───── Given data ─────

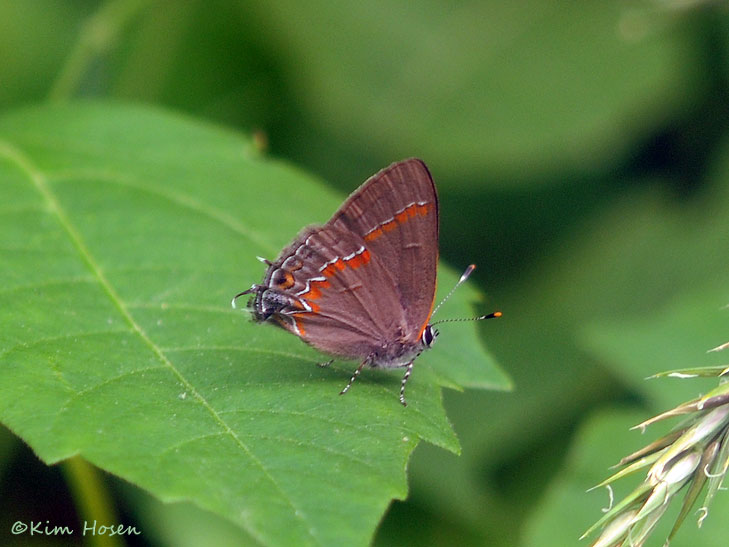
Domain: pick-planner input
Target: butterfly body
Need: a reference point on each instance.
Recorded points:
(362, 285)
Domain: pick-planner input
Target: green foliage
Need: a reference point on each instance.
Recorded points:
(581, 157)
(126, 232)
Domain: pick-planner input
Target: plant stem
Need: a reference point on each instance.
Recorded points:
(92, 500)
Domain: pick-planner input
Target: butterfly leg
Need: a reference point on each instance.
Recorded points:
(404, 381)
(354, 376)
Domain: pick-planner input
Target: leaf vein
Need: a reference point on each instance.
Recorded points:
(40, 182)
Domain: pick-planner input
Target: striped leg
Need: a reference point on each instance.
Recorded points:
(354, 376)
(404, 381)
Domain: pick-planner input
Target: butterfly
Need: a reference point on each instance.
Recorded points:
(362, 286)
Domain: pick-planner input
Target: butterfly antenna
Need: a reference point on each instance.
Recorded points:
(466, 274)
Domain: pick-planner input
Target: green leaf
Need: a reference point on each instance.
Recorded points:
(124, 232)
(504, 89)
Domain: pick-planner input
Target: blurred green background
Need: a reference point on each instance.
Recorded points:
(582, 160)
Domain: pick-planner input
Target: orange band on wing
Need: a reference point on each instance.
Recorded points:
(403, 216)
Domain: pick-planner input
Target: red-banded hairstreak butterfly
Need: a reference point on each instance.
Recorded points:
(363, 285)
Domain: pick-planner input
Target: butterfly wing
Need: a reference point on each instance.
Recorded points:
(395, 212)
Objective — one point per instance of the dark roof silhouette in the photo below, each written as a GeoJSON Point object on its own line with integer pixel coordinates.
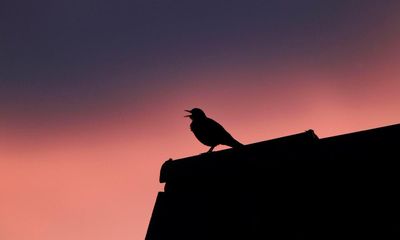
{"type": "Point", "coordinates": [294, 187]}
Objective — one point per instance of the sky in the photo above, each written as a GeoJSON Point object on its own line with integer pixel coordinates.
{"type": "Point", "coordinates": [92, 95]}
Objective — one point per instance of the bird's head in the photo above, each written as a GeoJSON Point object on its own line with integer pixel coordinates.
{"type": "Point", "coordinates": [196, 113]}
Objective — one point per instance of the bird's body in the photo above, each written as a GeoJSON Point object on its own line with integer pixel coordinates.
{"type": "Point", "coordinates": [209, 132]}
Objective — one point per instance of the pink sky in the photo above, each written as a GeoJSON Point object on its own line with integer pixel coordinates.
{"type": "Point", "coordinates": [94, 174]}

─────

> _Exercise_
Copy out all the material above with every "pick-planner input" changed to "grasp-planner input" and everything else left the same. Don't include the pictures.

> _Output of the task_
Domain: grasp-planner input
Target: butterfly body
Need: a reference point on each instance.
Recorded points:
(362, 285)
Domain: grasp-planner input
Target: green foliage
Need: a reference point on each instance.
Recorded points:
(581, 157)
(126, 232)
Domain: grasp-planner input
Target: plant stem
Need: a reference point on each instance.
Recorded points:
(92, 500)
Domain: grasp-planner input
Target: butterfly leg
Need: a reference point on each instance.
Recorded points:
(404, 381)
(354, 376)
Domain: grasp-planner input
Target: leaf vein
Need: a reference point on each instance.
Recorded points:
(40, 182)
Domain: grasp-planner input
Target: striped leg
Need: a reference point on each instance.
Recorded points:
(354, 376)
(404, 381)
Domain: grasp-planner input
Target: butterfly
Need: a reference point on each instance.
Recorded points:
(362, 286)
Domain: grasp-planner input
Target: butterfly antenna
Need: a reference point on each instance.
Recorded points:
(466, 274)
Domain: grasp-planner input
Target: green leaf
Need: a reference point on each instance.
Recorded points:
(124, 232)
(504, 89)
Domain: grasp-planner input
Target: blurred green background
Need: a reference point on each instance.
Recorded points:
(582, 160)
Domain: grasp-planner input
Target: orange band on wing
Need: a reference point on each instance.
Recorded points:
(403, 216)
Domain: grasp-planner input
Target: red-banded hairstreak butterfly
Need: a reference point on each instance.
Recorded points:
(363, 285)
Domain: grasp-planner input
Target: butterfly wing
Need: a reference point on each instance.
Recorded points:
(395, 212)
Objective — one point per instance of the dark roof silhouette in the photo below, each written as a GeoJSON Point object on its own line with integer pixel coordinates.
{"type": "Point", "coordinates": [294, 187]}
Objective — one point per instance of the sky in the photo above, each written as a GeoJSON Point object on its own line with integer pixel coordinates.
{"type": "Point", "coordinates": [92, 95]}
Objective — one point per instance of the bird's head in the photo above, each written as a GeoJSON Point object on its own line with integer pixel coordinates.
{"type": "Point", "coordinates": [196, 113]}
Objective — one point per instance of the bird's body in the photo above, each written as a GeoJSON Point object on its own line with integer pixel coordinates.
{"type": "Point", "coordinates": [209, 132]}
Objective — one point per instance of the pink sky in the photo above, each written as a GeoJSON Point object on its own line with integer pixel coordinates.
{"type": "Point", "coordinates": [94, 174]}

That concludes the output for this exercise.